§ **Your objective**
Print the whole listing again exactly, keeping no pictures in it.
::::::
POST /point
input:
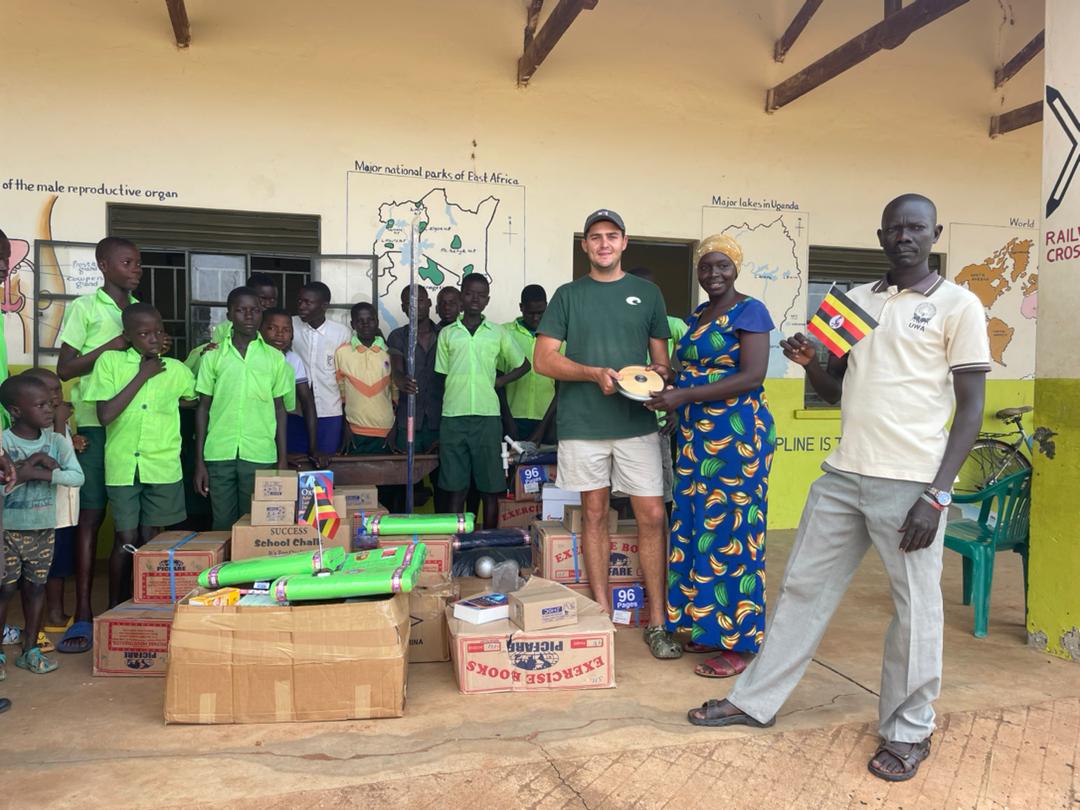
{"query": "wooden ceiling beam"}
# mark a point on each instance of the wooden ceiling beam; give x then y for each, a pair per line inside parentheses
(181, 28)
(1029, 113)
(540, 45)
(798, 23)
(1023, 56)
(886, 35)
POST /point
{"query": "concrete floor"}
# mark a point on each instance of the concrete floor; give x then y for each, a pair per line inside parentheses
(72, 739)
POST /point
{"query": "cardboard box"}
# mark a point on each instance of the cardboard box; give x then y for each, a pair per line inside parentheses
(500, 658)
(132, 639)
(429, 639)
(543, 607)
(356, 497)
(638, 618)
(572, 516)
(517, 513)
(440, 557)
(273, 513)
(529, 480)
(288, 663)
(555, 500)
(156, 580)
(271, 541)
(275, 485)
(556, 553)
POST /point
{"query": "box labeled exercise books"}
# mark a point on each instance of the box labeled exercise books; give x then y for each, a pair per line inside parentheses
(543, 606)
(272, 663)
(502, 658)
(132, 639)
(274, 485)
(166, 567)
(556, 553)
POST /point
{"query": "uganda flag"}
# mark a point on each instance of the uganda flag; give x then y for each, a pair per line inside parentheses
(839, 323)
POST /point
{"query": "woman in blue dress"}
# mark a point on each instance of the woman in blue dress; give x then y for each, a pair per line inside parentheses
(726, 439)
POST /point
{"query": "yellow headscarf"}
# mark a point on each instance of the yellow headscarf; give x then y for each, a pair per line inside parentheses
(719, 243)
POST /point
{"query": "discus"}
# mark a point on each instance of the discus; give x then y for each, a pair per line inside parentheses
(638, 383)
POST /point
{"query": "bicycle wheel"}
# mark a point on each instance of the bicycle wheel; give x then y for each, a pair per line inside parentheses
(988, 461)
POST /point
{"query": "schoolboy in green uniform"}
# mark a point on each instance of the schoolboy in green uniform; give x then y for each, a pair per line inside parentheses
(137, 394)
(530, 401)
(92, 326)
(245, 388)
(470, 352)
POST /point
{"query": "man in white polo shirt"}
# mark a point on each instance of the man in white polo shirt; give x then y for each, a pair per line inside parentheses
(887, 486)
(316, 339)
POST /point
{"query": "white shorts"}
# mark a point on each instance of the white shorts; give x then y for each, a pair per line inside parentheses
(630, 466)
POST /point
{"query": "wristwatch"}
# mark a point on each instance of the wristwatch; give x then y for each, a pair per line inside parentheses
(941, 497)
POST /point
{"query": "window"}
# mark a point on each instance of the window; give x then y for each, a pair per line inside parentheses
(844, 268)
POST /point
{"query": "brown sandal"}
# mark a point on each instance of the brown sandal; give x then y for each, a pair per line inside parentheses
(909, 759)
(726, 665)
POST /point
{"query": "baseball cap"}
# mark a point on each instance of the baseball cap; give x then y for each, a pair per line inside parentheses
(604, 215)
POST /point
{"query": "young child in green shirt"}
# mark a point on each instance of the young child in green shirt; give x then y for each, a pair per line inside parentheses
(137, 394)
(42, 459)
(92, 326)
(245, 389)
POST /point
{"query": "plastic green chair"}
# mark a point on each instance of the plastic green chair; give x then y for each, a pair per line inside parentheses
(1002, 525)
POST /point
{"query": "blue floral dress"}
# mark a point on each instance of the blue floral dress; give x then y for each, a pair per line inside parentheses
(716, 567)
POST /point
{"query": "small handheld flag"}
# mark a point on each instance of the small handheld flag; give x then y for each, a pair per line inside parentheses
(840, 323)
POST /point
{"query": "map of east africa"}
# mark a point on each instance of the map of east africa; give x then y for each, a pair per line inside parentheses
(993, 279)
(453, 240)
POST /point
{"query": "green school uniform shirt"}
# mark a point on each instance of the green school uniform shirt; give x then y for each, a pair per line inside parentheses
(605, 324)
(243, 422)
(146, 436)
(471, 364)
(89, 322)
(529, 396)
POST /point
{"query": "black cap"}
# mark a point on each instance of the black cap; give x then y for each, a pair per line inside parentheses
(604, 215)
::::::
§ **Exercise output**
POST /point
input:
{"query": "wooden ceiling beam"}
# mark a point on each instance of the wooden ceiling beam; give x then y for each, a pair per line inside parentheses
(181, 28)
(1029, 113)
(540, 45)
(798, 23)
(1023, 56)
(886, 35)
POST /point
{"query": "concrete floor"}
# mark a point on each instance of the concrete floor; give x then y for each, a pair per line inside parentheses
(72, 739)
POST /point
{"query": "cardboard box"}
# mark a point on each instance of the cardboard box; give x then y for each, a pair per line inside parentheses
(500, 658)
(132, 639)
(429, 639)
(543, 607)
(356, 497)
(638, 618)
(572, 516)
(517, 513)
(440, 557)
(273, 513)
(529, 480)
(288, 663)
(555, 500)
(156, 580)
(271, 541)
(275, 485)
(556, 553)
POST /point
{"query": "box labeled exercise books"}
# mark a point on each instance of the box labeled exercise books; give x then y for each, a pair per line inside parentheses
(543, 606)
(272, 663)
(502, 658)
(132, 639)
(274, 485)
(166, 567)
(556, 553)
POST /point
{"query": "uganda flag"}
# mark a point on each instance of the uganda flag; give x then y for each, a pair per line inside parentheses
(839, 323)
POST /point
{"query": "woman in blue dress"}
# mark a point on each instance of the woman in blue dress; give x then y for each, a pair per line inside parentheses
(726, 439)
POST /point
{"query": "yellow headscarf"}
# mark a point on each instance of the yellow headscarf; give x then y for each, a pair per line inside parentheses
(719, 243)
POST /point
{"query": "discus"}
# mark a point on each instance of the discus; give x then y for each, a pair per line inside parentheses
(638, 383)
POST /point
{"query": "bicycle wheel"}
# mark a point on each instance of the bicycle wheel; give x then y for each, a pair per line inside parentheses
(988, 461)
POST /point
{"query": "schoolboy in green uniform"}
# mark a point on each instance of the schoolboy in green uniform; give x then y for each, a pair per line inside parentheses
(137, 394)
(530, 401)
(92, 326)
(245, 388)
(470, 352)
POST /point
{"query": "man in white polo shirt"}
# mark a point on each instance of the man in white polo shirt; give x then y for each, a pair per line inside parentheses
(887, 486)
(316, 339)
POST /point
{"query": "white shorts"}
# mark a point on each instance of the white shorts; give x then y for each, a pair per line inside parentheses
(630, 466)
POST /point
{"query": "wristwatch"}
# mark a point on each instance of the wristwatch; give x then y for each, a pair per line inside parentheses
(941, 497)
POST /point
{"query": "window"}
# mark a point on each instance of the window; give x then y for each, a pair per line inside parentheses
(844, 268)
POST /point
{"query": "brown sandal"}
# mark a point on each instance of the brown sandal; give x then y for each, a pair per line inside parentheses
(909, 759)
(726, 665)
POST /point
{"query": "baseball cap"}
# mark a point on each instance of the baseball cap; give x then y for each, a pair per line inside parentheses
(604, 215)
POST /point
{"query": "young child in green shirt"}
# mark a point on each instance of the young child in green shirt; give x then y for each, a pair per line inside parentheses
(137, 394)
(42, 459)
(92, 326)
(245, 389)
POST /point
{"query": "plastic green chair"}
# mark a point on each instance of the plastic green chair; give x then y for each, a pair per line inside parentheses
(1002, 525)
POST /point
{"query": "blue floral dress"}
# mark a point on each instance of the blue floral dress; give x then y for each, a pair per line inside parentheses
(716, 567)
POST /point
{"query": "small handheld flag"}
# mark a point on each instance of the small handheld flag; give x then y for each, a pair per line inside parentheses
(840, 323)
POST /point
{"query": "map of east africa"}
# mark a point on each instance of the map of east africa; give x then y for each, a pair per line inside parentheses
(993, 279)
(453, 240)
POST /point
{"query": "green school uniform shirt"}
# mark a point on each instance of the green school uniform shirt; give x then y for each, a pair per line inside parentheses
(605, 324)
(243, 422)
(146, 436)
(471, 364)
(89, 322)
(529, 396)
POST /point
{"query": "black cap"}
# mark a point on each instance of the black cap; give x then y for each, a pair per line inside parentheses
(604, 215)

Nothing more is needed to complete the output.